#### Task goal
Reproduce, without alteration, the stretch of the listing below from the line containing "Exercise. Mark every instance of the minaret" through the line containing "[(533, 27)]", with both of those lines included.

(Excerpts from location labeling data)
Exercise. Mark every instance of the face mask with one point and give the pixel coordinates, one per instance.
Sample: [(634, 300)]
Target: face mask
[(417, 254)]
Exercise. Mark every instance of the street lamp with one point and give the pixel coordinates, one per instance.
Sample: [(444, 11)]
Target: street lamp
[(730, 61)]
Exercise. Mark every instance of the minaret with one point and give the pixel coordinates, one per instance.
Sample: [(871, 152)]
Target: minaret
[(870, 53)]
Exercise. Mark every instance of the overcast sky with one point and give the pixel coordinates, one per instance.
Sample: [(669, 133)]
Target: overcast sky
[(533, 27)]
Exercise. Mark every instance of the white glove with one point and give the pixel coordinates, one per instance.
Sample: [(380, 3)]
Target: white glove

#### Result of the exercise
Exercise. Mark every instance of the minaret with one point and give the pixel coordinates, one per instance.
Sample: [(871, 152)]
Target: minaret
[(870, 53)]
Exercise. Mark every instance of the overcast sky with one point and give the pixel coordinates, one per instance.
Sample: [(669, 133)]
Target: overcast sky
[(533, 27)]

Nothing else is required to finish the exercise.